» Excerpted data
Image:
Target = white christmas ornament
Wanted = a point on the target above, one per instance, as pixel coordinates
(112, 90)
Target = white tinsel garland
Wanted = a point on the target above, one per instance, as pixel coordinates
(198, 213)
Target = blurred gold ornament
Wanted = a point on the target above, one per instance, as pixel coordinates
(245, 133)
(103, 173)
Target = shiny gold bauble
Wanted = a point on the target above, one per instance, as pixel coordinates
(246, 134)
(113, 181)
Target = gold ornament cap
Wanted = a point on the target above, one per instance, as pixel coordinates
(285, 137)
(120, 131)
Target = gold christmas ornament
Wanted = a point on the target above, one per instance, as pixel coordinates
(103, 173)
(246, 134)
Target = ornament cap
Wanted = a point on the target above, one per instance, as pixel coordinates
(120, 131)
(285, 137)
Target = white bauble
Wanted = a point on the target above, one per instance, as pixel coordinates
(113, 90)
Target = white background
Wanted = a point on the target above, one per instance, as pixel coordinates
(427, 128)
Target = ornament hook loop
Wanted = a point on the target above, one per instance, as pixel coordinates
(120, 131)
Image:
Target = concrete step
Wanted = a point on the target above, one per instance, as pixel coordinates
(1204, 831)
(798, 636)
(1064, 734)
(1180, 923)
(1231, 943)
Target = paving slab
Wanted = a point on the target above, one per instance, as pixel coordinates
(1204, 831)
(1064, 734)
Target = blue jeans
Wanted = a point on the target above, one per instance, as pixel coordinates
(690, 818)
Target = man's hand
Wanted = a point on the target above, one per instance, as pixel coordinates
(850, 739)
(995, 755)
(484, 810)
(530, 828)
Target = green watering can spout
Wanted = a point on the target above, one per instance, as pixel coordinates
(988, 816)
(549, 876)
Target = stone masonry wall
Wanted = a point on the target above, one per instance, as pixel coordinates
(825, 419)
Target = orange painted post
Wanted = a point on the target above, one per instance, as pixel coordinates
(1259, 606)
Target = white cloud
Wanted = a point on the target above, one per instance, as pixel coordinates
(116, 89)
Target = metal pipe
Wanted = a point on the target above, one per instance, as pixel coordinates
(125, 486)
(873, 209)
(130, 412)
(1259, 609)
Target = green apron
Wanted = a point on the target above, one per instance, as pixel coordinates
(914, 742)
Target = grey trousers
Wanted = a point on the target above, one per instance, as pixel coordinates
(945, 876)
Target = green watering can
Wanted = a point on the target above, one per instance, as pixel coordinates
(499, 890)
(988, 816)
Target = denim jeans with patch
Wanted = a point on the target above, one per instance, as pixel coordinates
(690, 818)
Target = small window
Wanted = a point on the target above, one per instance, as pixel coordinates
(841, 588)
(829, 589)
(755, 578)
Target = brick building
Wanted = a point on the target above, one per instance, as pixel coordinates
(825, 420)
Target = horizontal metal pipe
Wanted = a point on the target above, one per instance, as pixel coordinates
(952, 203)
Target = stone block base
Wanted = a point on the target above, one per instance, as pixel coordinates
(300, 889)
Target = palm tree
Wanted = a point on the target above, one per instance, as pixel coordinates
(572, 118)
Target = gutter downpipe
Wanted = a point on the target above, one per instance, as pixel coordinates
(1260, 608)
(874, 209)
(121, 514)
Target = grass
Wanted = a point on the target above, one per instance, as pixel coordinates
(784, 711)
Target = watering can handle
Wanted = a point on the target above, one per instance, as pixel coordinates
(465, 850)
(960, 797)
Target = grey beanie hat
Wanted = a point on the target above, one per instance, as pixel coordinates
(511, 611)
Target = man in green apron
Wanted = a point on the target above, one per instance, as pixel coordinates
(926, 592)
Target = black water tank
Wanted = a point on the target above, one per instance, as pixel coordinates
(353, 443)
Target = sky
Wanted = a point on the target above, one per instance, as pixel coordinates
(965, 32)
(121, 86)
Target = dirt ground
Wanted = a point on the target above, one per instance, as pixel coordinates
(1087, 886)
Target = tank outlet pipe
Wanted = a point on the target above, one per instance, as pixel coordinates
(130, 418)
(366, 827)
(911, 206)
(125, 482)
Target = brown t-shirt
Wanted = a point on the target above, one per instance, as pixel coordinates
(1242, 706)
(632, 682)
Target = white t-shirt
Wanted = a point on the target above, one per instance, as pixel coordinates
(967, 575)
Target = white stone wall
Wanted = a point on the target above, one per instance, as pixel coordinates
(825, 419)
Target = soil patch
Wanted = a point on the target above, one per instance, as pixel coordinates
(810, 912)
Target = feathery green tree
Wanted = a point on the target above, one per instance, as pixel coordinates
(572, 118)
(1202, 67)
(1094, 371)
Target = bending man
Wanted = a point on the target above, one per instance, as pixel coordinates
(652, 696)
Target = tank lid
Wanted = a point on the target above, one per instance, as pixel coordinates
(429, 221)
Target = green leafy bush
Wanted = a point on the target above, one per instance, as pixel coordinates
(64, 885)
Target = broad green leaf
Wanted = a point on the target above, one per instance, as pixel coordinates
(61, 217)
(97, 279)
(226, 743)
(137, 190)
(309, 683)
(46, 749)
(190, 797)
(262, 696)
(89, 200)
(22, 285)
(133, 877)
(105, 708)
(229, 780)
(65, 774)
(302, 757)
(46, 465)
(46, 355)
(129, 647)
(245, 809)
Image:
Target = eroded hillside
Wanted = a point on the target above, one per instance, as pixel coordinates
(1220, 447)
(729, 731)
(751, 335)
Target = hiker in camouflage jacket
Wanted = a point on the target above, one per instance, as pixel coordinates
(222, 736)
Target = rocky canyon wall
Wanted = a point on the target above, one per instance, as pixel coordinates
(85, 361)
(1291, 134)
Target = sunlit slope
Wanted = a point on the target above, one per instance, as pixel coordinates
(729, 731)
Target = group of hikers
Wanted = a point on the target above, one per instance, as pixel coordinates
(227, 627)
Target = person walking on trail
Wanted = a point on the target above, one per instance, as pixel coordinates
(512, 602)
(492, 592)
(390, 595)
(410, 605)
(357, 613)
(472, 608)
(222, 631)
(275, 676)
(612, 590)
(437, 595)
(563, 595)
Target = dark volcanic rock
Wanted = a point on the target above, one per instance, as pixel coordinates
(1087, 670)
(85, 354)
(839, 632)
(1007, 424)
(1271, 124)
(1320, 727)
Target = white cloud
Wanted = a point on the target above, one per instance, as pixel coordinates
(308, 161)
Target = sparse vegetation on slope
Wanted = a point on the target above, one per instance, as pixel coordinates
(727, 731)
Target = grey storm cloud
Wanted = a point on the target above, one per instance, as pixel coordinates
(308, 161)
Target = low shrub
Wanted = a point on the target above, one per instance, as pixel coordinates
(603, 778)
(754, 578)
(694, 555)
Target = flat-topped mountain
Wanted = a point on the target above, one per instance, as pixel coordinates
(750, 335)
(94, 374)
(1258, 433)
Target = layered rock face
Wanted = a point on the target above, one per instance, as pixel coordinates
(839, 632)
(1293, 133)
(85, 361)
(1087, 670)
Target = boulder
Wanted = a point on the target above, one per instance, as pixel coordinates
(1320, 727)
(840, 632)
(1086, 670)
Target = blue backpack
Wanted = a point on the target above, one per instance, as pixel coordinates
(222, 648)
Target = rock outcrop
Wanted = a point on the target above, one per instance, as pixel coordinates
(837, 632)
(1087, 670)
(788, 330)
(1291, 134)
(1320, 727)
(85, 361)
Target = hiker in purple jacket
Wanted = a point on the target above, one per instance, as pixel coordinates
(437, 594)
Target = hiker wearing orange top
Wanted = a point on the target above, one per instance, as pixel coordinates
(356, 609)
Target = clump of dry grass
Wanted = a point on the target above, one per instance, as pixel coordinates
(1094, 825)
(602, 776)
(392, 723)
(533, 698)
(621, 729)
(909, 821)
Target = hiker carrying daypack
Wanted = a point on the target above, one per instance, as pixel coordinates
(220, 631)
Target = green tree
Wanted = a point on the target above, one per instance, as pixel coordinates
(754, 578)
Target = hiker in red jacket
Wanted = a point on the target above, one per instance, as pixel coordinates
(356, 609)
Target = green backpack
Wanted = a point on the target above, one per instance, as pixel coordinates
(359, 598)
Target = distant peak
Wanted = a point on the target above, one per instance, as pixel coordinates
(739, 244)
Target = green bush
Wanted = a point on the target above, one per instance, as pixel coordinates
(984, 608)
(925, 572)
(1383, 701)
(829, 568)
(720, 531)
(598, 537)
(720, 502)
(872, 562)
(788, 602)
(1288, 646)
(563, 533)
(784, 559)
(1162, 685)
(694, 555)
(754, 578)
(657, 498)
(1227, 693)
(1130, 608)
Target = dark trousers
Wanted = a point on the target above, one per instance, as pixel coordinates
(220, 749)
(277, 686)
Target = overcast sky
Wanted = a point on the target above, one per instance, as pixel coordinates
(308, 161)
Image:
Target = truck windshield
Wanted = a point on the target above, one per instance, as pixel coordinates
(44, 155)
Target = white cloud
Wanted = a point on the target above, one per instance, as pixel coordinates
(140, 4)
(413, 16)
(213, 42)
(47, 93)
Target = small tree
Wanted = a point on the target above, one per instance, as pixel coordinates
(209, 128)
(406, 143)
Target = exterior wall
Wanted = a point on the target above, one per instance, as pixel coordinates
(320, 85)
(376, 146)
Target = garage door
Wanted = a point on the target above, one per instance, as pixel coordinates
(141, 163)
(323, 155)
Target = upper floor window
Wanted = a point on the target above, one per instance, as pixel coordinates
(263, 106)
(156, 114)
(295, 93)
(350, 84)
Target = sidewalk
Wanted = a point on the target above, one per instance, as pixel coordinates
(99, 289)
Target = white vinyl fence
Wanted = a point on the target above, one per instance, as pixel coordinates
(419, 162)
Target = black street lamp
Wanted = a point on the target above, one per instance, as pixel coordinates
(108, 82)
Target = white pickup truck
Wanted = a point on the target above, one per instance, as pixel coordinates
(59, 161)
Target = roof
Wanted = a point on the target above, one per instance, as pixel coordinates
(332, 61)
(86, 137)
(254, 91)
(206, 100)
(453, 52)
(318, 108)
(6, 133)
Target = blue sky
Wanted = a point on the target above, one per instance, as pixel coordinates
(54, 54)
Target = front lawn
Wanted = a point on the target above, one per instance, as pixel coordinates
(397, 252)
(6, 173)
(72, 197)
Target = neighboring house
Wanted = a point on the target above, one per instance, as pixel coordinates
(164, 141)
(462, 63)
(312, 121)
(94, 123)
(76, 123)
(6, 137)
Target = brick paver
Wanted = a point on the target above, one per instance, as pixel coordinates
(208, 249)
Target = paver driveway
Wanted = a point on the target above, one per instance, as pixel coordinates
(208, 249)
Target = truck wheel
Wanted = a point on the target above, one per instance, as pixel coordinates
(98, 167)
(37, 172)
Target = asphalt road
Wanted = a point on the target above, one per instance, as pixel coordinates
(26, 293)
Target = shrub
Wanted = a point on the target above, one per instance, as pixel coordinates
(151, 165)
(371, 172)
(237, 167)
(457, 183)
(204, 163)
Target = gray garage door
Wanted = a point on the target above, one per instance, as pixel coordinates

» What is asked
Copy the lines between the one holding "Target = grey storm cloud" and the one holding "(1258, 433)", inclusive, putting "small bush" wherever "low shrub" appears and changing nothing else.

» Exercise output
Target = grey storm cloud
Wanted = a point on the target above, one per instance, as pixel coordinates
(308, 161)
Target = small bush
Wanted = a point on the target above, one per instance, as pixel coordinates
(603, 778)
(754, 578)
(694, 555)
Target = flat-topped mountain
Wanted = a point on the target above, one per instance, as pixel coordinates
(750, 335)
(94, 374)
(1258, 433)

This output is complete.